▶ [WHAT IS REQUIRED]:
Return each line in the data below that contains the string "branch".

▶ [EXERCISE INPUTS]:

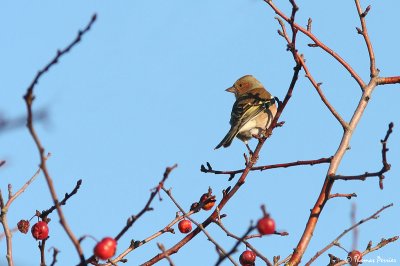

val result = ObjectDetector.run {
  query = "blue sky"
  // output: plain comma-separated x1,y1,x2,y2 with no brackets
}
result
0,0,400,265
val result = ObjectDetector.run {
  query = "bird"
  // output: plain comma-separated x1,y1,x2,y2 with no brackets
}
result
215,75,277,150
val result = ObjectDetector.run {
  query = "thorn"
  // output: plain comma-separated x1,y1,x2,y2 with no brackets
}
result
361,5,371,18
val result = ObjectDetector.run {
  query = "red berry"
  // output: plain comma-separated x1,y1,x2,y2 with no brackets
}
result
17,220,29,234
200,193,215,211
31,221,49,240
93,237,117,260
257,216,275,235
239,250,256,265
347,250,362,266
178,220,192,234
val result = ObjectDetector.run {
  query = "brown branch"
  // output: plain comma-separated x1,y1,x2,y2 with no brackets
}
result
115,164,178,240
142,22,301,266
49,247,60,266
329,193,357,199
38,239,47,266
264,0,366,88
330,236,399,266
0,165,42,266
354,0,379,78
377,76,400,85
97,211,192,266
157,243,175,266
162,187,238,266
306,203,393,266
332,122,394,189
24,15,96,265
264,0,394,265
200,157,332,180
24,14,97,97
0,110,47,133
214,219,272,266
90,164,181,265
39,179,82,219
276,13,347,128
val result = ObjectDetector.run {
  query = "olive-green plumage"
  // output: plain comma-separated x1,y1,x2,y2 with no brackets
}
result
215,75,277,149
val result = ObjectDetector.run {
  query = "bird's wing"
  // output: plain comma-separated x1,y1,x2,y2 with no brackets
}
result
215,94,275,149
230,95,275,130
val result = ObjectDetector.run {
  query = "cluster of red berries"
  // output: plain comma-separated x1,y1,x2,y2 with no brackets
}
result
93,237,117,260
347,250,362,266
17,220,49,240
239,250,256,266
17,220,117,260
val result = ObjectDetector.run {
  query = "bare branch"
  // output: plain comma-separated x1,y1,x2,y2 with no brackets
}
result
157,243,174,266
329,193,357,199
40,179,82,219
264,0,366,88
24,15,96,265
200,157,332,180
354,0,379,78
332,122,394,189
90,164,182,265
377,76,400,85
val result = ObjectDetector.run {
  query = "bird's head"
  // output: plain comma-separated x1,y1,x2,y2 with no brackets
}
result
226,75,264,98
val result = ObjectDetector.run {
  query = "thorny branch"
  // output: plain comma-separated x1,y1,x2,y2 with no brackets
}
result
163,188,238,266
214,219,272,266
306,203,393,266
24,14,96,265
87,164,178,266
264,0,396,265
142,7,301,266
332,122,394,189
0,165,43,266
39,179,82,219
200,157,332,181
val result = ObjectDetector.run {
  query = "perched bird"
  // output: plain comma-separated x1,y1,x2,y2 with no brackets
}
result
215,75,277,149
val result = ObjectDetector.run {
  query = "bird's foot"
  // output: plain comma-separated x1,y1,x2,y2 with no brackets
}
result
245,143,254,158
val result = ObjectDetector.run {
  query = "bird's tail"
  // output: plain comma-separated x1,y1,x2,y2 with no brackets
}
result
214,127,238,150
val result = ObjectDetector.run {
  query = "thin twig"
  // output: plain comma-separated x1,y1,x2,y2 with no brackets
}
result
142,5,301,266
0,165,43,266
90,164,181,265
332,236,399,266
376,76,400,85
329,193,357,199
215,219,272,266
331,122,394,189
354,0,379,78
24,14,96,265
49,247,60,266
157,243,175,266
40,179,82,219
306,203,393,266
200,157,332,179
162,187,238,266
264,0,366,88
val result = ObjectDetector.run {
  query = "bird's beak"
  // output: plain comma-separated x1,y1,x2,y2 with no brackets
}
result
225,86,236,93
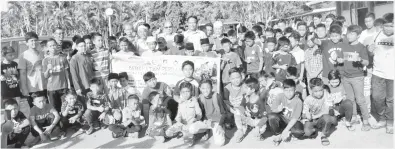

▶ [CORRECT ANSWER]:
  query = "brown branch"
  query = "bare branch"
  query = "thorny branch"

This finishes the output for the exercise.